The scientists assembled the artificial leaf devices by integrating an oxide-derived Cu94Pd6 electrocatalyst with perovskite–BiVO4 tandem light absorbers that couple CO2 reduction with water oxidation. The wired Cu94Pd6|perovskite–BiVO4 tandem device provides a Faradaic efficiency of ~7.5% for multi-carbon alcohols (~1:1 ethanol and n-propanol), whereas the wireless standalone device produces ~1 µmol cm−2 alcohols after 20 h unassisted operation under air mass 1.5 G irradiation with a rate of ~40 µmol h−1 gCu94Pd6−1.
This study demonstrates the direct production of multi-carbon liquid fuels from CO2 over an artificial leaf and, therefore, brings us a step closer to using sunlight to generate value-added complex products. Other scientists have been able to produce similar chemicals using electrical power, but this is the first time that such complex chemicals have been produced with an artificial leaf using only the energy from the Sun.
“Shining sunlight on the artificial leaves and getting liquid fuel from carbon dioxide and water is an amazing bit of chemistry,” said Dr. Motiar Rahaman, the paper’s first author. “Normally, when you try to convert CO2 into another chemical product using an artificial leaf device, you almost always get carbon monoxide or syngas, but here, we’ve been able to produce a practical liquid fuel just using the power of the Sun. It’s an exciting advance that opens up whole new avenues in our work.”
At present, the device is a proof of concept and shows only modest efficiency. The researchers are working to optimize the light absorbers so that they can better absorb sunlight and optimising the catalyst so it can convert more sunlight into fuel. Further work will also be required to make the device scalable so that it can produce large volumes of fuel.

──────

▶ **WHAT THIS EXERCISE ASKS**:
• A. Translate this sentence from the artificial leaf excerpt into Spanish: "At present, the device is a proof of concept and shows only modest efficiency."
• B. Rewrite the artificial leaf excerpt from "The scientists assembled" to "µmol h−1 gCu94Pd6−1.", replacing "standalone" with "self-contained".

──────

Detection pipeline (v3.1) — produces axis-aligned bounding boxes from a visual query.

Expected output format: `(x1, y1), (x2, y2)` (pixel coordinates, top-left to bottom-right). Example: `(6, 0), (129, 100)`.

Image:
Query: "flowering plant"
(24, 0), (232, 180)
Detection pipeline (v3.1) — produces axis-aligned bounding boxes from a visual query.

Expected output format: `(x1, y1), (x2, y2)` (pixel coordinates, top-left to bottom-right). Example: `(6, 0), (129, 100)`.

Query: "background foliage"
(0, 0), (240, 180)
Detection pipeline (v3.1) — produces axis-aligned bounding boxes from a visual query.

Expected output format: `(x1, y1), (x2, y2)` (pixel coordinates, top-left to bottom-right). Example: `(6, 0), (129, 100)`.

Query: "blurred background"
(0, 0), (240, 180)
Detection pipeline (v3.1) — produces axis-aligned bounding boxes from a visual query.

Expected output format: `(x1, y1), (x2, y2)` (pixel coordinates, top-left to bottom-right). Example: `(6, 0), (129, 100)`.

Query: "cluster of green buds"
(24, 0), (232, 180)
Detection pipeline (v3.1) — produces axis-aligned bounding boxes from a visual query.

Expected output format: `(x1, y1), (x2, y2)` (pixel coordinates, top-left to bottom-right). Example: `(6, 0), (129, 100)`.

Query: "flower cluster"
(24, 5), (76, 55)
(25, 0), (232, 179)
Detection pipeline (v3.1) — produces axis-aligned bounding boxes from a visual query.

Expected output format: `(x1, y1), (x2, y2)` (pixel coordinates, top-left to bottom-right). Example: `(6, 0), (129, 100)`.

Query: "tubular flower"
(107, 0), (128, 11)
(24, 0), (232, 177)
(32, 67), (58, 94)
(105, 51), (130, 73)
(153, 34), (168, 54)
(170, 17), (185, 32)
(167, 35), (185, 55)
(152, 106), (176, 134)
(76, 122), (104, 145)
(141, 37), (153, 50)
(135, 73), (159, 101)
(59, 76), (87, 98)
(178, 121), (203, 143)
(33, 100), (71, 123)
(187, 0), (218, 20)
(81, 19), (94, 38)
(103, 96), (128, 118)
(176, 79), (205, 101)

──────

▶ **RESULTS FOR THE EXERCISE**:
• A. En la actualidad, el dispositivo es una prueba de concepto y solo muestra una eficiencia modesta.

• B.
The scientists assembled the artificial leaf devices by integrating an oxide-derived Cu94Pd6 electrocatalyst with perovskite–BiVO4 tandem light absorbers that couple CO2 reduction with water oxidation. The wired Cu94Pd6|perovskite–BiVO4 tandem device provides a Faradaic efficiency of ~7.5% for multi-carbon alcohols (~1:1 ethanol and n-propanol), whereas the wireless self-contained device produces ~1 µmol cm−2 alcohols after 20 h unassisted operation under air mass 1.5 G irradiation with a rate of ~40 µmol h−1 gCu94Pd6−1.